===== TEXT FOR ANALYSIS =====

I frequently run into stories about people getting shot in arguments about simple things or objects just because. I have written about arguments over lawn mowers, garbage cans, property ( that’s a more common cause for a shooting), dogs, etc. But here is a new reason for shooting someone- eating my potato chips. Yes. It’s true. A South Carolina man shot and seriously injured his cousin after said cousin ate the chips he told him not to eat.
But the story started changing after the victim recovered enough for further questioning. The teen told investigators that Langdale shot him after warning him not to eat his salt and vinegar potato chips.
“Do not touch my chips, or I’ll shoot you,” Langdale allegedly told the victim according to a sheriff’s incident report, obtained by the Charleston Post and Courier.
People are killed for much more serious arguments actually. My sister is dead over a serious argument during a contentious divorce. No one should die because of that but a gun and several rounds of ammunition were available to my now dead estranged brother-in-law. And the result was 2 dead people. All because of money and a divorce.
I really am not fond of vinegar flavored potato chips. They are sour tasting to me but many love them. I guess a man with a gun loved them a little too much and now he is arrested for attempted murder.
It is about the guns after all. This man was presumably a “good guy with a gun” until he wasn’t. That’s the thing. It only takes seconds to make that very serious decision to use a loaded deadly weapon in the heat of the moment to seriously injure or kill someone.
Each of us has the right to “life, liberty and the pursuit of happiness” in America. Too often that right is taken from us for reasons that are beyond our control- like disease, weather ( Hurricane Michael), war, poor health, poverty, no health care, etc.
In our country, we can count on the daily carnage of gun violence as one way to take away life, liberty and the pursuit of happiness. Every day in our country is an American tragedy and yet we do nothing.
When will we ever learn? It’s not for lack of trying of course because many people like myself have been sounding the alarm and asking for common sense for decades now. And for that we have been treated like an “angry mob” and those bad people who will take away the guns of all of those “good people” and “law abiding” armed citizens.
The “angry mob” that our President and the GOP has now concocted as a reason not to vote for the Democrats is unarmed. The other angry mob walks around with AR15s strapped to their bodies and shows up in public places with loaded guns to intimidate the rest of us. Remember Charlottesville?
This is dangerous rhetoric fomented by our very own President and assisted by the corporate gun lobby with the promotion of fear and paranoia. Remember Wayne LaPierre and the “guys with the guns make the rules”?
No Mr. LaPierre. They don’t.
Let’s hope the rules are not made by armed citizens. When that rhetoric is part of our national daily media, guys with guns get the idea that they just might be justified in shooting someone over potato chips or elections.
Elections are coming up. It’s October with less than a month to go. Peaceful and fair elections have always been the American way. Without that, we are not a democracy.
October is also Domestic Violence Awareness month.
The statistics are chilling. When a gun is in the home, women are at great risk during domestic arguments.

===== INFORMATION GIVEN =====

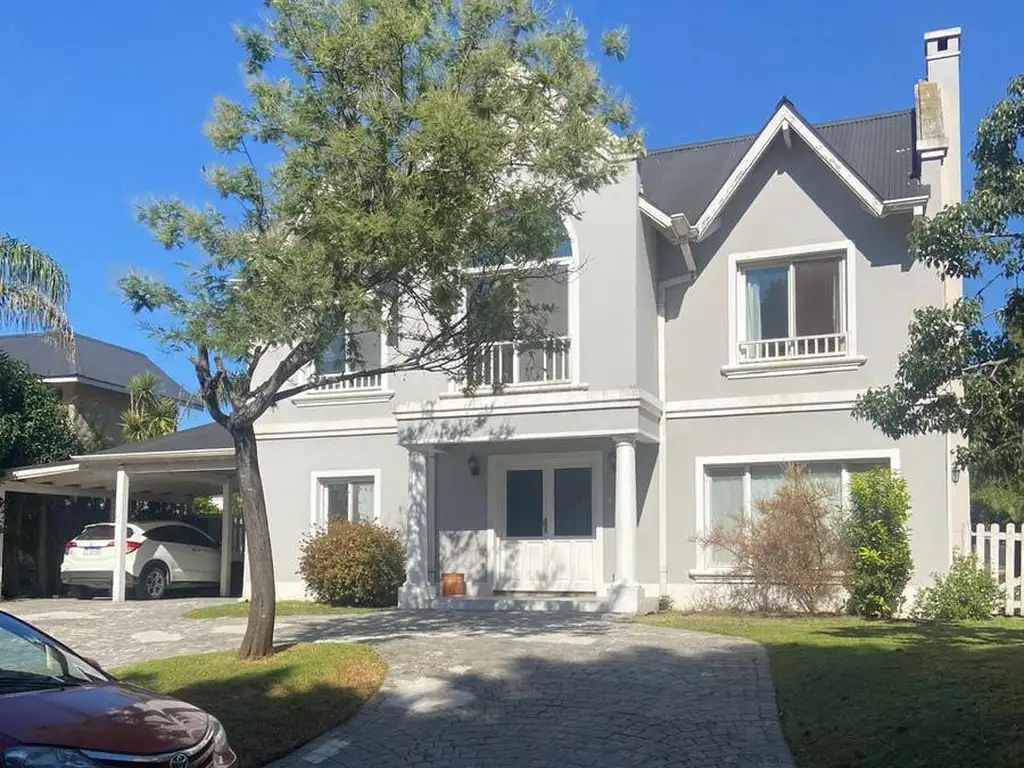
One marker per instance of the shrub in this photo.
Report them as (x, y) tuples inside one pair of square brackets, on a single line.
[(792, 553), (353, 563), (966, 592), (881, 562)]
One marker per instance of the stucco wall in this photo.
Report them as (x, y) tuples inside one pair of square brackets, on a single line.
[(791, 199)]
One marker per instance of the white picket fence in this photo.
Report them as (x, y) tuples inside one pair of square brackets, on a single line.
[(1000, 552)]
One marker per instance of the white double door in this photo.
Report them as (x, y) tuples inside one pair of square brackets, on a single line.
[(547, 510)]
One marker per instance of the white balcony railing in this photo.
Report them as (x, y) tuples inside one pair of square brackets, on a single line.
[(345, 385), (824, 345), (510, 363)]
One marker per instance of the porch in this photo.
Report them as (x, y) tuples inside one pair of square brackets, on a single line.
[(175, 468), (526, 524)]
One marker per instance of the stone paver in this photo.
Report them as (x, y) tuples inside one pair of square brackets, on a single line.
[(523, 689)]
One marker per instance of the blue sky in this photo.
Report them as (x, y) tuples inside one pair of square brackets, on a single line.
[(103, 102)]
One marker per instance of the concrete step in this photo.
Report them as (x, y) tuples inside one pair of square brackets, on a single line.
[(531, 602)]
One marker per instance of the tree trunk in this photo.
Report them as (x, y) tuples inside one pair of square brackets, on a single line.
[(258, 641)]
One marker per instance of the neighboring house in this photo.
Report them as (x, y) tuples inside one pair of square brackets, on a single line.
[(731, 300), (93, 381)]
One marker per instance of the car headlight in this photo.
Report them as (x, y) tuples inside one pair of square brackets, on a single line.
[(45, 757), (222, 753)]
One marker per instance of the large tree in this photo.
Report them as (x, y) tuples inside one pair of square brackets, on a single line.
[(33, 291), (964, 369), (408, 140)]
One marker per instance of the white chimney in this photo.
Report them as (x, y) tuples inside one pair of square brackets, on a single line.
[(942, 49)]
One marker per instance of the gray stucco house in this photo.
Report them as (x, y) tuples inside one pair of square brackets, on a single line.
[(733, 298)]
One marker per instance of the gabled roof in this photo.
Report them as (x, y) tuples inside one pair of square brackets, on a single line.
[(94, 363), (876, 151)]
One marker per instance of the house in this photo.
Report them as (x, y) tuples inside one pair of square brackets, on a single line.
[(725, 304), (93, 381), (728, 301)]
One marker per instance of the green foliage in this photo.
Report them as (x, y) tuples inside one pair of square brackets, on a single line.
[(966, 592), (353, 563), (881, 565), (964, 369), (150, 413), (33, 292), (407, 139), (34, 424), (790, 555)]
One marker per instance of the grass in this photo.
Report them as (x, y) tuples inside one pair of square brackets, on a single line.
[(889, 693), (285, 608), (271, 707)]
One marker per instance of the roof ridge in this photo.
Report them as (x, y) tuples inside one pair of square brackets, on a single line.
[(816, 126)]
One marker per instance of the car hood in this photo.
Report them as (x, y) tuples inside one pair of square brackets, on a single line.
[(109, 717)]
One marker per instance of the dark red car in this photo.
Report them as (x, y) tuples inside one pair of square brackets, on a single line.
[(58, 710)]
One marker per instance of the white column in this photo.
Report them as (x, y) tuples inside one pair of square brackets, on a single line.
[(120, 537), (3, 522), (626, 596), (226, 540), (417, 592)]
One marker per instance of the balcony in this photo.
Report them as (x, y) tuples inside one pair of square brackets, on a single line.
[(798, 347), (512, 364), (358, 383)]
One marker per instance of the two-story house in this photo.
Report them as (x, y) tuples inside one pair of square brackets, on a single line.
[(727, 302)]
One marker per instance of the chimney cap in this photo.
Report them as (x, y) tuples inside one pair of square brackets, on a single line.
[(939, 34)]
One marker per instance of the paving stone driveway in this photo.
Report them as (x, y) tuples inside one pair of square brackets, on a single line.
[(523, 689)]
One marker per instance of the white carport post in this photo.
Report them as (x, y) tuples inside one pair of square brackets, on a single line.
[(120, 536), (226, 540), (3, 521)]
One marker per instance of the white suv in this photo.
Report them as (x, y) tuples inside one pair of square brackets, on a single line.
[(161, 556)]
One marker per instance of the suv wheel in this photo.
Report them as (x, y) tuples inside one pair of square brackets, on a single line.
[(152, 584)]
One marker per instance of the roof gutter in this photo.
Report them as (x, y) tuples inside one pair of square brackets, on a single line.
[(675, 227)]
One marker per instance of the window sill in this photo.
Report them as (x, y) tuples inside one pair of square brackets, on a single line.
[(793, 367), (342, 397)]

=====

According to the post on gun violence, what flavor were the potato chips the victim was warned not to eat? Please answer in a few words.

> [ANSWER BOX]: Salt and vinegar.